● **Data rows**:
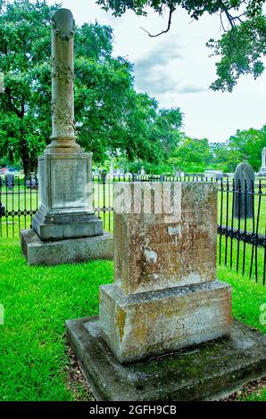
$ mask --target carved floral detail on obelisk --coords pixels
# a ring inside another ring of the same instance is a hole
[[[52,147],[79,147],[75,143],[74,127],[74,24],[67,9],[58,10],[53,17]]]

...

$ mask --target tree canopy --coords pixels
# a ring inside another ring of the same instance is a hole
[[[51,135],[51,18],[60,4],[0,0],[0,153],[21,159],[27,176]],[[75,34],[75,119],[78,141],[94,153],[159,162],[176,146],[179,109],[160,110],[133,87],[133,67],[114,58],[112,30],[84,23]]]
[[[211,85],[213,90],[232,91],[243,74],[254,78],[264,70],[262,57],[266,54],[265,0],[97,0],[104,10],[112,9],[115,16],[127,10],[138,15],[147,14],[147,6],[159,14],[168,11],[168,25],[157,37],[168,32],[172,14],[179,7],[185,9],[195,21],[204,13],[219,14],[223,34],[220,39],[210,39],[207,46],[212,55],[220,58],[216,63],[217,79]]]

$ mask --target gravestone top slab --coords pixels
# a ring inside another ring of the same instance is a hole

---

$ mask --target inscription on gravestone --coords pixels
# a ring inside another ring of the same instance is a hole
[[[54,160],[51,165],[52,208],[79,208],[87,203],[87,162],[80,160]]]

● **Exercise task**:
Can you gather every line of the listing above that contains the string "coords"?

● **Written solution**:
$ mask --target carved floral detail on obelisk --coords pixels
$ mask --target tree canopy --coords pixels
$ mask --target gravestone top slab --coords pixels
$ mask --target inscription on gravestone --coords pixels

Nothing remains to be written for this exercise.